In the records below, find the line containing "In this picture, where can the white sink" and the line containing "In this picture, where can the vanity drawer"; please repeat exactly the lines from one to the other, both included, and nothing more.

DATA PROVIDED:
§
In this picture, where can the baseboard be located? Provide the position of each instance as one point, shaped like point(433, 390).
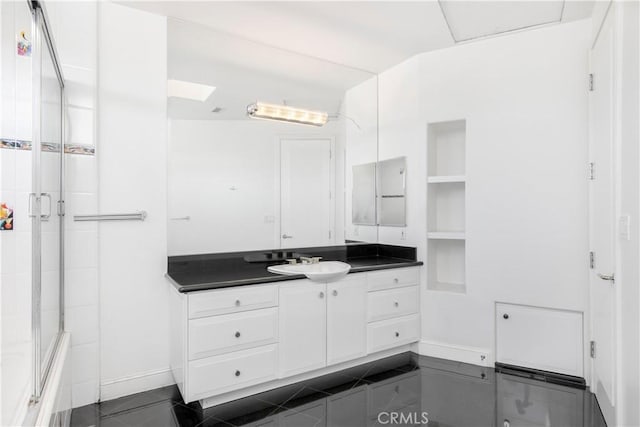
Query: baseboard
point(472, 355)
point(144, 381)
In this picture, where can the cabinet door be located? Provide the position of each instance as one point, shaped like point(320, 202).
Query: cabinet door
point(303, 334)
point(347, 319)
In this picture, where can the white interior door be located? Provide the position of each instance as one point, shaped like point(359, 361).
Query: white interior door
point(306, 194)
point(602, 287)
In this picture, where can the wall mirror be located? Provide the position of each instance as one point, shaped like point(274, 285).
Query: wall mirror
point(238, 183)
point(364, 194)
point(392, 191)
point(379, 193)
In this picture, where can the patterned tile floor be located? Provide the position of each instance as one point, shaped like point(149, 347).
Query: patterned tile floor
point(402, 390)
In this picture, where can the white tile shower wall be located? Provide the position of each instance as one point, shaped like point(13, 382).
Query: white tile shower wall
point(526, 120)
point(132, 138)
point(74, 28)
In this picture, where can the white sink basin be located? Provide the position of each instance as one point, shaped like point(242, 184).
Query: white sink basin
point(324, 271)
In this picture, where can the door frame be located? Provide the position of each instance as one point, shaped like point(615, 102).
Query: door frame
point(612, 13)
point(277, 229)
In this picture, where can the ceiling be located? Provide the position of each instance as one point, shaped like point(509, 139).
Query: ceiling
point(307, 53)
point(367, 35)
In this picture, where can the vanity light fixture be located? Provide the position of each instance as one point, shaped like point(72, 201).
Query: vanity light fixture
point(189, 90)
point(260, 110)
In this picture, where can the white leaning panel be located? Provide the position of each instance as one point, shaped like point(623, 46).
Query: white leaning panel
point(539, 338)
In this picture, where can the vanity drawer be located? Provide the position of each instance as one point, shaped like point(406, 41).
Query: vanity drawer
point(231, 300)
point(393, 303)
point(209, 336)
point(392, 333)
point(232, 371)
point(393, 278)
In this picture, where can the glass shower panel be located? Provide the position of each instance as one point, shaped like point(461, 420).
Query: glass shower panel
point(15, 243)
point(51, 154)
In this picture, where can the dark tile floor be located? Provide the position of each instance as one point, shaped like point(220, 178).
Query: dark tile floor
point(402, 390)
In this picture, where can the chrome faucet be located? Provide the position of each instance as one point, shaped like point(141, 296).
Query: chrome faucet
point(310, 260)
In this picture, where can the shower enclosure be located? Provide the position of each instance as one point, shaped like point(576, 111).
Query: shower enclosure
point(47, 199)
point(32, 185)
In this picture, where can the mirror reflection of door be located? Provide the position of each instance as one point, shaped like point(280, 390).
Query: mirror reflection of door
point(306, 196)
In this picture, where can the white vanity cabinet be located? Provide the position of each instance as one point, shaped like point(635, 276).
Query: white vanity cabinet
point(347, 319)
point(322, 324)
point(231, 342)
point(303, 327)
§
WRITTEN RESPONSE:
In this picture, where can the white sink basin be located? Provide the position of each instance as one point, shaped like point(242, 184).
Query: white sink basin
point(324, 271)
In this picture, where can the door frame be located? Provide the position of each instance as one point, shaped like point(615, 102).
Query: door frame
point(612, 13)
point(277, 229)
In this picture, where can the ceiling be located? Provide the position of each instance as one point, shaped like point(509, 139).
Query: ceiling
point(307, 53)
point(367, 35)
In this picture, where can the vanity light fixture be located? Provide the position of each instance as one point, shaped like point(72, 201).
Query: vanity light fixture
point(189, 90)
point(260, 110)
In this picture, where can the white leaning panel be located? Provide the position of each instance as one point, shaped like point(623, 46).
Query: white leaning panel
point(539, 338)
In this picture, where can the vanity drawer be located? Provide the position of each instance as one point, shaped like point(406, 41).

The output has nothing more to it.